What this task involves: Search the data for "boot". Each line containing it is to be copied.
------------------------------
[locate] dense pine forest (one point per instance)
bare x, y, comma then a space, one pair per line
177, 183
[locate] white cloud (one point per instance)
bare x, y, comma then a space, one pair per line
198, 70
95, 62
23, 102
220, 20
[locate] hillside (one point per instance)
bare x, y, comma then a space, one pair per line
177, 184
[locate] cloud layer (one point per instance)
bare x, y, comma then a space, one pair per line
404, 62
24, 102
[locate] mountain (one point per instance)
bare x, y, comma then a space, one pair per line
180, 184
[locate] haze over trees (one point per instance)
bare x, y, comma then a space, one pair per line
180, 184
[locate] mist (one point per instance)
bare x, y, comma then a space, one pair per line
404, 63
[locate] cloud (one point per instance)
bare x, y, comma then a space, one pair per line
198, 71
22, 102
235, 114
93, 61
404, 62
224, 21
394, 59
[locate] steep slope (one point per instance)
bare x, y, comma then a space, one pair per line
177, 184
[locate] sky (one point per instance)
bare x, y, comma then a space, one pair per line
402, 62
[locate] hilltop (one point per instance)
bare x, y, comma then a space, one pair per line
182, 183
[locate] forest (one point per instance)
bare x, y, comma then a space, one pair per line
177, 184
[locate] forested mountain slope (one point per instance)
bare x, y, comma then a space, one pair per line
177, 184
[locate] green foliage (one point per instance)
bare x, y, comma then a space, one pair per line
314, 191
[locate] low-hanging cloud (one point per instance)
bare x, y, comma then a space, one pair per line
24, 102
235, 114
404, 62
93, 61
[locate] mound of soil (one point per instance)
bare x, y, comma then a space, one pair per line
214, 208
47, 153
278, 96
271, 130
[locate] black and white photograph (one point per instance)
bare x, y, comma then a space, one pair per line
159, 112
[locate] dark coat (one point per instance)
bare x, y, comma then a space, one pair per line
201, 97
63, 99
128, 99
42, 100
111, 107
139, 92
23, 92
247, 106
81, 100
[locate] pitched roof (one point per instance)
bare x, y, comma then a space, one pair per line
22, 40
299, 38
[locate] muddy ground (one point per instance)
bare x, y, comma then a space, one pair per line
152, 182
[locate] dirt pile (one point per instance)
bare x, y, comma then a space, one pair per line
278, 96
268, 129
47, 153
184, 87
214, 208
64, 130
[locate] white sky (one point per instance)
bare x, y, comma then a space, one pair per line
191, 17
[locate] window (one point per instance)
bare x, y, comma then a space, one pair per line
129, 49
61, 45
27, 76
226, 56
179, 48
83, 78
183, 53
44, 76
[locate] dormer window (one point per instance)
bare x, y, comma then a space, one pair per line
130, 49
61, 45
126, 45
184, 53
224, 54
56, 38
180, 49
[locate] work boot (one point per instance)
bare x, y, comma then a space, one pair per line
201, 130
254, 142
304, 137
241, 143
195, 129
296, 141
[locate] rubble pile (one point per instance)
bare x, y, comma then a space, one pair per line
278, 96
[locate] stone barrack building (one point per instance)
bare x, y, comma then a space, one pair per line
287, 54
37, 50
------------------------------
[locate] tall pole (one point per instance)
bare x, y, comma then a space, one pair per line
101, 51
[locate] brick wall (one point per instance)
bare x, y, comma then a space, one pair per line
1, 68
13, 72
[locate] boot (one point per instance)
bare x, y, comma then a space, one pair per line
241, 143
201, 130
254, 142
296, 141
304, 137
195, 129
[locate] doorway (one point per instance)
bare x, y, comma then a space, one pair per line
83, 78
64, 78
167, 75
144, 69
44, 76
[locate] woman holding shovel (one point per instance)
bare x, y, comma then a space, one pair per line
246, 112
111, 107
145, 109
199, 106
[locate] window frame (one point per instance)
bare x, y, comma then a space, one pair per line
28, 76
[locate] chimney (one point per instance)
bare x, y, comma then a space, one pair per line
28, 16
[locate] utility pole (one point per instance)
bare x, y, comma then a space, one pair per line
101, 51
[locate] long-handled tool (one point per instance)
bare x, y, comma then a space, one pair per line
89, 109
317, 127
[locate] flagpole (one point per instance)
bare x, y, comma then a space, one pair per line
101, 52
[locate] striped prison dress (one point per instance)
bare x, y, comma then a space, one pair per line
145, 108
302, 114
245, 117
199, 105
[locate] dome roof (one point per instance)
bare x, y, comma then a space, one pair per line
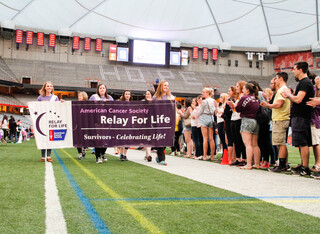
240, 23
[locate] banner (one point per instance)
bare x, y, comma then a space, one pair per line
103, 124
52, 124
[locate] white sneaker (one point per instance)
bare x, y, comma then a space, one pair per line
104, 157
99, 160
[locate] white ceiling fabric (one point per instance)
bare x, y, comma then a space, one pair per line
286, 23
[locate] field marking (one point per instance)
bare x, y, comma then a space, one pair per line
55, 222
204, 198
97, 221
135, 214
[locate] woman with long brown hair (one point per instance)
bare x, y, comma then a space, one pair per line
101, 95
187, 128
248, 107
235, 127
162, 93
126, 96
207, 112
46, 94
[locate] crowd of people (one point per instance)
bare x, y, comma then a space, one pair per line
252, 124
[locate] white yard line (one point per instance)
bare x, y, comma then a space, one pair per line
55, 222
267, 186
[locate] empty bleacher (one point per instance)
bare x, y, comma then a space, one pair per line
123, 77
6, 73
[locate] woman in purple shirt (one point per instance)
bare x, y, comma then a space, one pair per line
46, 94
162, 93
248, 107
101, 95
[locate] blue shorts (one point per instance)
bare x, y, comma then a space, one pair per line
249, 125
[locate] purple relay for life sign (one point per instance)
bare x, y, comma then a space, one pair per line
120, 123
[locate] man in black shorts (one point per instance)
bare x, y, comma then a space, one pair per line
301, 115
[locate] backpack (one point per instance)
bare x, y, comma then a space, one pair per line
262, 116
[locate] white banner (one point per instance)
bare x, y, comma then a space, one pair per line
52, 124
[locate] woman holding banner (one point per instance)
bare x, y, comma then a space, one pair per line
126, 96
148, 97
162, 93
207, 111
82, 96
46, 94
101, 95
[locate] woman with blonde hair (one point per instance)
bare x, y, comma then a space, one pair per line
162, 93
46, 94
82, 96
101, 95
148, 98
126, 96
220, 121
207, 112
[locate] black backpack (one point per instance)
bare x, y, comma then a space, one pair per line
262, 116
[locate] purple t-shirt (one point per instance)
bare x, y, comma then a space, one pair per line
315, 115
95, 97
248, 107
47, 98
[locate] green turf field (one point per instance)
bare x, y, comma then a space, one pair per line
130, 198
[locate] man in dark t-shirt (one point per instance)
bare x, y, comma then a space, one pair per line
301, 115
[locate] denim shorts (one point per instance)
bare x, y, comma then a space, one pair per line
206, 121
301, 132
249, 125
------------------------------
Exercise output:
[locate] work boot (one point per instance)
[locate] boot (one point per instance)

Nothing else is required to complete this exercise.